→ **YOUR ASSIGNMENT**
Where a line in the data below includes the word "instance", count it. State the total and nothing more.

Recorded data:
Start of Block

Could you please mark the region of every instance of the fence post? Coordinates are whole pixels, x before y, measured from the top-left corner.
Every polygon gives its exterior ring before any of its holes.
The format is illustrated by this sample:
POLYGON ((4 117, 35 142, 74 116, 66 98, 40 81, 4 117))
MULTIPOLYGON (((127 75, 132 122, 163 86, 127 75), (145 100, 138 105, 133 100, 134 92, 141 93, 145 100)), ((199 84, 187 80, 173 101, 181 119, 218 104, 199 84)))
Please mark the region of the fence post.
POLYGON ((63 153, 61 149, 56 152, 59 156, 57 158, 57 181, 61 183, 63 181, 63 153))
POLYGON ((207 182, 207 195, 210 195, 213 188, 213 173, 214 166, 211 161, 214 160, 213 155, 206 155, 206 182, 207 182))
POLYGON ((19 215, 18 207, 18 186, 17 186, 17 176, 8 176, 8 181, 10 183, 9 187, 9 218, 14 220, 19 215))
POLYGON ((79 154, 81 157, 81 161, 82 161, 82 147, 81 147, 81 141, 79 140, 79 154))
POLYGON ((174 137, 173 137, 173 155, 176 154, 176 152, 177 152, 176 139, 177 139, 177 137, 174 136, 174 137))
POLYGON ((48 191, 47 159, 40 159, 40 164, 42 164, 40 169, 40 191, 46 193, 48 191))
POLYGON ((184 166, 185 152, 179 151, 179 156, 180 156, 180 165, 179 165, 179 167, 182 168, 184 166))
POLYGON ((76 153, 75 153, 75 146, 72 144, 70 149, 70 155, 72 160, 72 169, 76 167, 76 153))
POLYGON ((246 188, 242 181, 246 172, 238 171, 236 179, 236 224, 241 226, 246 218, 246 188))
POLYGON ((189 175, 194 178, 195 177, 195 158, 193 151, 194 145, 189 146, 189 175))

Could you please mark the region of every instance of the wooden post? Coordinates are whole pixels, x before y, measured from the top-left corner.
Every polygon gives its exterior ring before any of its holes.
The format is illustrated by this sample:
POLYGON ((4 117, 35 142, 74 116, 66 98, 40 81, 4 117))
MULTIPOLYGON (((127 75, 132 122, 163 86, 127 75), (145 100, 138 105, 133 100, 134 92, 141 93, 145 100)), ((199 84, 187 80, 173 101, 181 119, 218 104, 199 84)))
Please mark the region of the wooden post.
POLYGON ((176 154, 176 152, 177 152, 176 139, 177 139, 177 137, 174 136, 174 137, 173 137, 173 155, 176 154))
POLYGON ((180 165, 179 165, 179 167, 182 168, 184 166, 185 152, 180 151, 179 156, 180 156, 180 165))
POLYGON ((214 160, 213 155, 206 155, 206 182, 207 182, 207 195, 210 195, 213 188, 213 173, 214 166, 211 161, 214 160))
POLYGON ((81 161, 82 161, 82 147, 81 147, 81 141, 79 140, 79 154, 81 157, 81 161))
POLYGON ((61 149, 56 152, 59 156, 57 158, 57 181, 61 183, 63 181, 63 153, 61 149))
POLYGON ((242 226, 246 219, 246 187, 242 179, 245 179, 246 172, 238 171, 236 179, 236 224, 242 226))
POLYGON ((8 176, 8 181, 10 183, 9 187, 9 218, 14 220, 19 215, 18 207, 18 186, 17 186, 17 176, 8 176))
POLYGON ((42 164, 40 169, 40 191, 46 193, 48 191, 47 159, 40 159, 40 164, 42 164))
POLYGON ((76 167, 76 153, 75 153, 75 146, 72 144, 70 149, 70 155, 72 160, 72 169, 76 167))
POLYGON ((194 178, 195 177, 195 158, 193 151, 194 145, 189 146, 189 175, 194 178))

End of Block

→ **EXPECTED ANSWER**
2